Boundary annotation records:
········

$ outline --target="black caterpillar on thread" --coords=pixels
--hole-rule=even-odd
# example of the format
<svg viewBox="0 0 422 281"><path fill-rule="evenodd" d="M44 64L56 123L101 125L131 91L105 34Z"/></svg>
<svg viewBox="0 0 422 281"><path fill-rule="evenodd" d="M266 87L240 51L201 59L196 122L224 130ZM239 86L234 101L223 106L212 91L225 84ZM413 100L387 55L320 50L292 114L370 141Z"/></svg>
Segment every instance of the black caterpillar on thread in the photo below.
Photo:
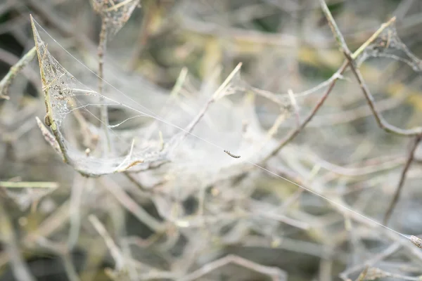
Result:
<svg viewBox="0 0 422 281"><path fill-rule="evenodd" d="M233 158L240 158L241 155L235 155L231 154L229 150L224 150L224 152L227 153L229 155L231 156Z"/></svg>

········

## REQUEST
Please transcribe the records above line for line, leaving the pictures out.

## RIGHT ANSWER
$ outline --target="black caterpillar on thread" --coords=pixels
--hole-rule=even-odd
# example of the format
<svg viewBox="0 0 422 281"><path fill-rule="evenodd" d="M44 64L56 123L101 125L131 91L105 34Z"/></svg>
<svg viewBox="0 0 422 281"><path fill-rule="evenodd" d="M266 87L240 51L201 59L196 122L224 130ZM239 86L234 101L223 106L212 91L225 84ZM413 100L387 55L320 50L292 114L370 141Z"/></svg>
Segment every instance of the black caterpillar on thread in the photo below.
Photo:
Result:
<svg viewBox="0 0 422 281"><path fill-rule="evenodd" d="M233 158L240 158L241 155L235 155L231 154L229 150L224 150L224 152L227 153L229 155L231 156Z"/></svg>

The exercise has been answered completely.